-------- DATA ENTRIES --------

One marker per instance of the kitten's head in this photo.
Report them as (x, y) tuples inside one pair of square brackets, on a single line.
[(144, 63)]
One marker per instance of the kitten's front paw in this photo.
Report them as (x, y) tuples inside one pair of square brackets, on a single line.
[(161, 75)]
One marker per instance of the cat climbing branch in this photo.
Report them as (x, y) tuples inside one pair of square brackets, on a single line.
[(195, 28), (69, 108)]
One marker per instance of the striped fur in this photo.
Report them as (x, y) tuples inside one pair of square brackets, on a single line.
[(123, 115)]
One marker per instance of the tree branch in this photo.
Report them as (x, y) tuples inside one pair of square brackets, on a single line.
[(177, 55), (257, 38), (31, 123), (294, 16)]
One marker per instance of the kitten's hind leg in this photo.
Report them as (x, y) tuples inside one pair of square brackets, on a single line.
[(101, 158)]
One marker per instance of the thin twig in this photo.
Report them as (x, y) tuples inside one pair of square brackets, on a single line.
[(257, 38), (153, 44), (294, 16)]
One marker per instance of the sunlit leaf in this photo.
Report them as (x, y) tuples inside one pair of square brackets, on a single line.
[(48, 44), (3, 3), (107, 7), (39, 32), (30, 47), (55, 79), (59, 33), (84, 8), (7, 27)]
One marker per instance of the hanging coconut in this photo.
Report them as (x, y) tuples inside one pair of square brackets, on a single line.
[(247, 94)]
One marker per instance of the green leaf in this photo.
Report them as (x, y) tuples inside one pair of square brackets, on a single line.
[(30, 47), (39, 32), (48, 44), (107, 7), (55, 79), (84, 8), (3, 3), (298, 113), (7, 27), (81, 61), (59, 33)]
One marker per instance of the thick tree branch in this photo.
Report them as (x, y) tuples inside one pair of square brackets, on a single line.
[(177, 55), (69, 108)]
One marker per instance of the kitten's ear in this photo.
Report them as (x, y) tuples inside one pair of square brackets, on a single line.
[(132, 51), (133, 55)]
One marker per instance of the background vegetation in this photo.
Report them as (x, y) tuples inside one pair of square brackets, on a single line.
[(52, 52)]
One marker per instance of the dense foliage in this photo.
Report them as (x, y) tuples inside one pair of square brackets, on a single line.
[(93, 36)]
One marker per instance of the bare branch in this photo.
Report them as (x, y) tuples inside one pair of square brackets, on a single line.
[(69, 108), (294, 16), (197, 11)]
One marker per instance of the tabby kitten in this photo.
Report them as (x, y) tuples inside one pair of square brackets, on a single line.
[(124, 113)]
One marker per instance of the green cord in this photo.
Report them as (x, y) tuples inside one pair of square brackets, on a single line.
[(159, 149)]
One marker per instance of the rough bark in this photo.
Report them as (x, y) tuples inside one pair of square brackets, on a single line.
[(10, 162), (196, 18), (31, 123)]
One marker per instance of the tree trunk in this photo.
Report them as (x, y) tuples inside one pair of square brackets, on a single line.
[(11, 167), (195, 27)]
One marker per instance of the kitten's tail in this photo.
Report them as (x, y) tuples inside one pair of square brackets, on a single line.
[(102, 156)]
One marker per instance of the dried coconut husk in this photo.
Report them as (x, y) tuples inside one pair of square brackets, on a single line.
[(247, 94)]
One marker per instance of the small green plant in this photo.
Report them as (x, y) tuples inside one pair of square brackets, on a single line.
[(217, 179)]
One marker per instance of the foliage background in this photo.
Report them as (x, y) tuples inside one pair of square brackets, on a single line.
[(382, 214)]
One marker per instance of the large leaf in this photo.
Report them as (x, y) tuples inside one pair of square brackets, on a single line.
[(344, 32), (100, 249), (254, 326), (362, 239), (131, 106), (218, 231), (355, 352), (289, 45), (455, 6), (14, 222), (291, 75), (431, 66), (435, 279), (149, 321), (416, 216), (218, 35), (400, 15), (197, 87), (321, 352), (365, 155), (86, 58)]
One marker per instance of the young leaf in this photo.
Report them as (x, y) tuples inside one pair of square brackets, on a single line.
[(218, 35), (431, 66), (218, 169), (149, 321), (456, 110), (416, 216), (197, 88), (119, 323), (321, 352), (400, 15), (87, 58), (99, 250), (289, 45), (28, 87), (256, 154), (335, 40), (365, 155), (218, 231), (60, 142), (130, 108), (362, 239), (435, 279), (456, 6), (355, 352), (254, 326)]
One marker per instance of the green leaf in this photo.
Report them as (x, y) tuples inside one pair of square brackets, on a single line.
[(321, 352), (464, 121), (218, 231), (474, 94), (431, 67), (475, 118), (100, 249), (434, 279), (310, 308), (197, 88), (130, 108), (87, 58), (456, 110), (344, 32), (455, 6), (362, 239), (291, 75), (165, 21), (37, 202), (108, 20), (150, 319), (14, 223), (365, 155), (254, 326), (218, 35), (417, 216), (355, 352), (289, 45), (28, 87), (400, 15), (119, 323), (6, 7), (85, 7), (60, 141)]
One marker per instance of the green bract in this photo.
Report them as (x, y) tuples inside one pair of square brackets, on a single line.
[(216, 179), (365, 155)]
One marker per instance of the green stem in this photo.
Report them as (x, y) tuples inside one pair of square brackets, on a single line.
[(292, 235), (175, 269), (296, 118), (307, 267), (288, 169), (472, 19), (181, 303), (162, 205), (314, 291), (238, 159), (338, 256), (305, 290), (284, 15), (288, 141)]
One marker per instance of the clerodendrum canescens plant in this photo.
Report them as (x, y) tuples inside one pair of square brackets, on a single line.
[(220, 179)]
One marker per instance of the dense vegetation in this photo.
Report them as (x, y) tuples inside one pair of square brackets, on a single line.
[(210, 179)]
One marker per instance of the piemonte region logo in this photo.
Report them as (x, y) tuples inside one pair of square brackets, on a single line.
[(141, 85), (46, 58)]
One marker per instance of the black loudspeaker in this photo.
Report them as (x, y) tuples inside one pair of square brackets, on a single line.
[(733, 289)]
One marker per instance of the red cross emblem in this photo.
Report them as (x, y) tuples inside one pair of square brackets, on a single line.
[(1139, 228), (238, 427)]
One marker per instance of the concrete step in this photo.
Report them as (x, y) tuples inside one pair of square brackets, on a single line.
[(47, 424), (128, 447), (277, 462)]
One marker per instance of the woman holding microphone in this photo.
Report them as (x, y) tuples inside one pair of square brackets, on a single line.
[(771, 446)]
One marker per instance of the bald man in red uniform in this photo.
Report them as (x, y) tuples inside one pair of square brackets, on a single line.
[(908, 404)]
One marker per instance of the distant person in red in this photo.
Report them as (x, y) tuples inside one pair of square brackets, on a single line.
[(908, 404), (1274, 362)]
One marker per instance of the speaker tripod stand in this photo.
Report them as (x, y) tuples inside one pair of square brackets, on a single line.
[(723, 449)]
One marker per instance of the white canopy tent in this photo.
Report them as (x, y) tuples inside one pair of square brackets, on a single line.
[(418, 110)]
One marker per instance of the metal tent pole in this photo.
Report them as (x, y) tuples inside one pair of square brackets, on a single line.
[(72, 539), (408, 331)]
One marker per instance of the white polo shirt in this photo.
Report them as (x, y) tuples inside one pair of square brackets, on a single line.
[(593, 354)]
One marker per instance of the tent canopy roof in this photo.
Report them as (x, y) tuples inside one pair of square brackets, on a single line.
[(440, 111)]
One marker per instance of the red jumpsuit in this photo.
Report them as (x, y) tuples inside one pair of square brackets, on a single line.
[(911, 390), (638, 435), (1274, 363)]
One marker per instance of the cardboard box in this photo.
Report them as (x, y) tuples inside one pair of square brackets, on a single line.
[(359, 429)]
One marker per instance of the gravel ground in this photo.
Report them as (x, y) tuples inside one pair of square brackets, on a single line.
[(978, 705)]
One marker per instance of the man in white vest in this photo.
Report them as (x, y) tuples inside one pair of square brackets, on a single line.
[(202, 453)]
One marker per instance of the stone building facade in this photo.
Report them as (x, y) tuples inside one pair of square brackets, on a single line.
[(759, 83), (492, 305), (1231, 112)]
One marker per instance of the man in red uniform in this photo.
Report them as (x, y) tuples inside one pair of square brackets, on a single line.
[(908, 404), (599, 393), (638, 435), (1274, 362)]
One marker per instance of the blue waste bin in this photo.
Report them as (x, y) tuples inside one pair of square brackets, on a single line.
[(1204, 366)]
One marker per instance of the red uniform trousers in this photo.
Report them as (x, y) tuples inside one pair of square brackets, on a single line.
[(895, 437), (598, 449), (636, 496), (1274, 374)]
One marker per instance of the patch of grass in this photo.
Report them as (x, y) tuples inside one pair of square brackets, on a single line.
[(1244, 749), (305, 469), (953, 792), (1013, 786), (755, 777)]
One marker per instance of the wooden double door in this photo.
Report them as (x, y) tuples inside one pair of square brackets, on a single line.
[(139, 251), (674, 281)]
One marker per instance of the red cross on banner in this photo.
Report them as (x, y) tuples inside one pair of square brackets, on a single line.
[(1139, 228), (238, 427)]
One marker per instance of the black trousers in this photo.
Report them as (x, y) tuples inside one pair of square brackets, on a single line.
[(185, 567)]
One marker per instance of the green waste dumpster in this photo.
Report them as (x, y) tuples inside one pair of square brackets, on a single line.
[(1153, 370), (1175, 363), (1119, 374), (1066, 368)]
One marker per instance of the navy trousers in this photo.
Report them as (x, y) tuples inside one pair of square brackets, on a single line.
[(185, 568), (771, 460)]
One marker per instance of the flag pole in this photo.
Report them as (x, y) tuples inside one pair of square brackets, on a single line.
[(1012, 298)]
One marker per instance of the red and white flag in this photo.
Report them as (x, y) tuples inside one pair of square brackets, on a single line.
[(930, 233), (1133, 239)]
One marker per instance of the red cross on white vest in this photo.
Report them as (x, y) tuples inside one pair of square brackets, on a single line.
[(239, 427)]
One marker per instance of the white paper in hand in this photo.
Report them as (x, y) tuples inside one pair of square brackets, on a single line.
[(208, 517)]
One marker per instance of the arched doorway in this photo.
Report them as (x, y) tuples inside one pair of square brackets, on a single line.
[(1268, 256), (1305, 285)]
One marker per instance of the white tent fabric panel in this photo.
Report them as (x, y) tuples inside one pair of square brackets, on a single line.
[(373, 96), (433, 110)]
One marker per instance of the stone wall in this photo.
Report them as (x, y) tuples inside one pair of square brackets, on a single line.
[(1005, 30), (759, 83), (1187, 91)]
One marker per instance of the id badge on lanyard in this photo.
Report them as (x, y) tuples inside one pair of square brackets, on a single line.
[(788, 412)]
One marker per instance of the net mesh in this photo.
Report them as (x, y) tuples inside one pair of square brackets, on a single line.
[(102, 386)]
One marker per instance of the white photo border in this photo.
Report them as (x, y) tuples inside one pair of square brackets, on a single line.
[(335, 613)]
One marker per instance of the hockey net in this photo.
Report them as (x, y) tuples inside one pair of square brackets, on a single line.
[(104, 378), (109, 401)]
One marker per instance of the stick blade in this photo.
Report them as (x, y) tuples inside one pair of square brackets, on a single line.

--------

◆ WORK REQUIRED ◆
Copy the records word for word, from the very start through the line that contains "[(195, 28), (69, 108)]", including that line.

◆ SOLUTION TO THE PROBLEM ◆
One marker per instance of the kitten's head in this photo.
Report them as (x, y) tuples inside one pair of square brackets, on a single line.
[(144, 63)]
One marker per instance of the kitten's front paw in this photo.
Report them as (x, y) tuples inside one pair of square brackets, on a single line.
[(161, 75)]
One marker per instance of the cat climbing branch in this photo.
Report them as (x, y) tuples inside one pair of square brackets, on a single line.
[(195, 28), (69, 108)]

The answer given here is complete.